● **BRANO SELEZIONATO**:

************

Per capire le dimensioni della crisi in Asia - spiegano ad Assica - basti pensare che in Cina sono presenti 440 milioni di maiali e che questa epidemia ha abbattuto in pochi mesi il patrimonio suinicolo cinese di oltre il 20%. Un danno quindi ingente e non paragonabile a nessuna altra situazione verificatasi precedentemente.

In un mercato come quello europeo caratterizzato da consumi deboli (le prime stime della Commissione parlano di un -1,4% nel 2019) e da una produzione di carne suina stabile - aggiungono all'associazione degli industriali delle carni - è difficile immaginare dinamiche dei prezzi più favorevoli almeno fino al 2020, quando la produzione di carni suine dovrebbe tornare a crescere, compensando almeno in parte la maggiore domanda estera.

Le preoccupazioni degli industriali italiani sono legate al fatto che in un quadro caratterizzato da prezzi della materia prima elevati e da consumi interni deboli a soffrire saranno soprattutto Paesi caratterizzati da una più spiccata vocazione per la trasformazione come appunto l'Italia.

************

[Voci di dati]

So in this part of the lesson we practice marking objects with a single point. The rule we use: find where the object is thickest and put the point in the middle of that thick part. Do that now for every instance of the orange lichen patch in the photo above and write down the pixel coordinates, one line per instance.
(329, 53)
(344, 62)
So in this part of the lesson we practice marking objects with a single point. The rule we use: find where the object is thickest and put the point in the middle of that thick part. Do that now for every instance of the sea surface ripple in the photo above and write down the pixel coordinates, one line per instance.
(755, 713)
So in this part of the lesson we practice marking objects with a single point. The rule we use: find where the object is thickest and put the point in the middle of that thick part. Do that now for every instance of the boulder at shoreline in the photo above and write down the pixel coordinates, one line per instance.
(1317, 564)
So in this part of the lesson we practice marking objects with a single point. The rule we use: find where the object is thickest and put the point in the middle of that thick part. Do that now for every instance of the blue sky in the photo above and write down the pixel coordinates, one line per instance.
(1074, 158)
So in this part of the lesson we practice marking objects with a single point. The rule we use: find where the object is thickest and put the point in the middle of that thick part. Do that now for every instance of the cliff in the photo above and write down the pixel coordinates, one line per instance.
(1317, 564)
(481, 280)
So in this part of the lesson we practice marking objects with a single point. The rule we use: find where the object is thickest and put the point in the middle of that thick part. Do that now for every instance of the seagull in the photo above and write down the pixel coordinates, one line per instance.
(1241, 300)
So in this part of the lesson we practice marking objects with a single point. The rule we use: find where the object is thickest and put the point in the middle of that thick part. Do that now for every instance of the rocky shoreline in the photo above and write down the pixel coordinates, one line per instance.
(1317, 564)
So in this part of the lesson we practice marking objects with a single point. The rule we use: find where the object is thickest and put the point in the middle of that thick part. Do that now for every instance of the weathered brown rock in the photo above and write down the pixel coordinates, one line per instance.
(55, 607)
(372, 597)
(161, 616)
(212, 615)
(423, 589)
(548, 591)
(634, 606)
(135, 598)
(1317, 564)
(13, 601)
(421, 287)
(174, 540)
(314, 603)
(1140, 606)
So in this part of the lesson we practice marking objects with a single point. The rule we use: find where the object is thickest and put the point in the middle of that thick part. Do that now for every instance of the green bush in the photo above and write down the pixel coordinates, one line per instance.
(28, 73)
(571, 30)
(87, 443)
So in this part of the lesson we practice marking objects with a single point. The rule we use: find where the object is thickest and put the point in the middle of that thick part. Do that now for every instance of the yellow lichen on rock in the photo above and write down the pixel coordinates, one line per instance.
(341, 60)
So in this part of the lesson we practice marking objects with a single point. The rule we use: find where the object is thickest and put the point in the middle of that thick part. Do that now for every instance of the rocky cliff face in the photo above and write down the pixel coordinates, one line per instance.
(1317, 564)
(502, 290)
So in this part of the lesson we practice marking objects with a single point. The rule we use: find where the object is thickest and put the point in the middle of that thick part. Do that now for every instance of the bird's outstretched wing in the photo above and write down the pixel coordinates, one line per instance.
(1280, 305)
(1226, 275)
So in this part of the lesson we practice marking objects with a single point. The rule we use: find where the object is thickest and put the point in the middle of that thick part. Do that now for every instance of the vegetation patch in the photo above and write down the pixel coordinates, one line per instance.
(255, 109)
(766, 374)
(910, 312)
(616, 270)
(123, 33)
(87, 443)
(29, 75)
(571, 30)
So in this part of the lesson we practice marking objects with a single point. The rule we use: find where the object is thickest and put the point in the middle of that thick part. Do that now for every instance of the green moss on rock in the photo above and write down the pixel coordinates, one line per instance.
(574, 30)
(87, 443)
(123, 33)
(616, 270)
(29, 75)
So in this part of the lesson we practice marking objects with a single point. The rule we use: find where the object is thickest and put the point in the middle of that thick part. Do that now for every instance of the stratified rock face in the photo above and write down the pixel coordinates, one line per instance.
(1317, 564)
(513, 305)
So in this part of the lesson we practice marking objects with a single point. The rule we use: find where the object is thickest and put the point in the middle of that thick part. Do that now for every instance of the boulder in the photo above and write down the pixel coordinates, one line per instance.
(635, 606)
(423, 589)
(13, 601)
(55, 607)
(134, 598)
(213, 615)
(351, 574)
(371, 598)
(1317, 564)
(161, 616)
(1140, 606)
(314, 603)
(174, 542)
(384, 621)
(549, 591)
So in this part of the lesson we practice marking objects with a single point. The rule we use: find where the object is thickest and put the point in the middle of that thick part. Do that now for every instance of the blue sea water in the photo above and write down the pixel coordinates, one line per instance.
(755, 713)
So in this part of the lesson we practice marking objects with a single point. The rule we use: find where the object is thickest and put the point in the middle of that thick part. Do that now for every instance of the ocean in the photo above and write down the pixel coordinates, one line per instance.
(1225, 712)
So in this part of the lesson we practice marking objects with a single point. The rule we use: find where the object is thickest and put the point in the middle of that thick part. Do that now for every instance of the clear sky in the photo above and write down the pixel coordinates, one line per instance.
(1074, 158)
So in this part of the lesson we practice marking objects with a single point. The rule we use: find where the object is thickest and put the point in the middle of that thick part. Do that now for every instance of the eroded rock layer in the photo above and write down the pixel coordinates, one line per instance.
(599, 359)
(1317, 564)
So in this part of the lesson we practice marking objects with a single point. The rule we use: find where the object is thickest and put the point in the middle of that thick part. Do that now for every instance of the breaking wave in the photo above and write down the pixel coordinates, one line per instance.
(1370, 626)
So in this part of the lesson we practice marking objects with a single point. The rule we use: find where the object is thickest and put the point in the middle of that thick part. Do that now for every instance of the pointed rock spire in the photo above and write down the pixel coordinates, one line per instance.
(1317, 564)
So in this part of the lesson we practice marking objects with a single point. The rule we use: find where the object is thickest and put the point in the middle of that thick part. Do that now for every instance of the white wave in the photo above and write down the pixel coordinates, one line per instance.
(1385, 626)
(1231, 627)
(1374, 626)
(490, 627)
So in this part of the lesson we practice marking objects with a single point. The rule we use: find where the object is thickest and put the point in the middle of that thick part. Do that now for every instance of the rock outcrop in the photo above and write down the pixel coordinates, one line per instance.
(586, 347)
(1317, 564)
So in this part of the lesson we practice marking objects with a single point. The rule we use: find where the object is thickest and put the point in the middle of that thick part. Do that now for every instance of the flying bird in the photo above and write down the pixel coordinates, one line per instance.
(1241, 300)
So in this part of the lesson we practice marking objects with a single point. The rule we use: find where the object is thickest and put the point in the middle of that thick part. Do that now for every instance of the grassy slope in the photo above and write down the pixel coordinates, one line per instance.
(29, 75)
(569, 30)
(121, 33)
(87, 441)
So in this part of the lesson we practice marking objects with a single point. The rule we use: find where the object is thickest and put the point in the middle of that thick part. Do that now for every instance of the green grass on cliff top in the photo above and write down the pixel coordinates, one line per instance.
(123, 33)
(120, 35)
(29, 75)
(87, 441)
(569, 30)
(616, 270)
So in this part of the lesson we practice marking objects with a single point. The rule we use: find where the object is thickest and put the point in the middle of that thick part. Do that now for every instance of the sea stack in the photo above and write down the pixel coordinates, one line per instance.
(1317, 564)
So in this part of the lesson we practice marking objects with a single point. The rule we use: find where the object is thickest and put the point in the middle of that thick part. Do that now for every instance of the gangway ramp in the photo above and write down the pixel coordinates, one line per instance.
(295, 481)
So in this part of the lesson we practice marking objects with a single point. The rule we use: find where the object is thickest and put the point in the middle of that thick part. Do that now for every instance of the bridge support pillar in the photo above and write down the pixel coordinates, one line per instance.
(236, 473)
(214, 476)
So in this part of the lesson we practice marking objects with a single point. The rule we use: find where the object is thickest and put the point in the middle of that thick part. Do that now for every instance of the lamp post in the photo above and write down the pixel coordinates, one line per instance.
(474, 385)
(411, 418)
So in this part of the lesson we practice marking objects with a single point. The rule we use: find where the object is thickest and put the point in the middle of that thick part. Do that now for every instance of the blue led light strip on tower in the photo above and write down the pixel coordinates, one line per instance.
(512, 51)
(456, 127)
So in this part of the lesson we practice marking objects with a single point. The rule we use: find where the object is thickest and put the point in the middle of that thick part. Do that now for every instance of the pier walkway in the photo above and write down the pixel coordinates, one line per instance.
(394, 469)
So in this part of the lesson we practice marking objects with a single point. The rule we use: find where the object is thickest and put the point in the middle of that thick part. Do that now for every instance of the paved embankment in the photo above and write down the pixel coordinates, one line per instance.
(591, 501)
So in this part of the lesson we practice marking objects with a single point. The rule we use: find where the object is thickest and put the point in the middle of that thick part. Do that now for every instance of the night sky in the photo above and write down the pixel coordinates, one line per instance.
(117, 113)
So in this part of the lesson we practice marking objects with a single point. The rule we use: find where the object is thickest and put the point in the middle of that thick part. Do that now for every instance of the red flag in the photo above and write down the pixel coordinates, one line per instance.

************

Prosegua il brano sulla crisi del mercato della carne suina, riprendendo dopo la sua ultima frase.

● **RISULTATO**:
«Per l'industria di trasformazione il costo della materia prima – aggiunge ancora Levoni - rappresenta in genere circa il 50% e in alcuni casi il 75% del costo totale di produzione. Incrementi come quelli che si stanno registrando, +40% da marzo a oggi, rischiano, se non riconosciuti, di mandare in tilt il sistema. L'industria manifatturiera appare in questo momento compressa fra i prezzi alti della materia prima e le richieste di contenimento dei prezzi di vendita per sostenere i consumi. Queste condizioni mettono seriamente a rischio non solo l'eccellenza qualitativa delle nostre produzioni di salumeria, ma la continuità stessa delle produzioni e la stabilità produttiva dei salumifici e in ultima istanza dell'intera filiera di produzione. Insomma le dinamiche in corso suggeriscono la necessità di procedere urgentemente ad un confronto con tutte le componenti della filiera - dall'allevatore al consumatore - affinché venga preservata la qualità di un patrimonio ricco di cultura, tradizioni e storia come quello rappresentato dalla grande varietà dei salumi italiani».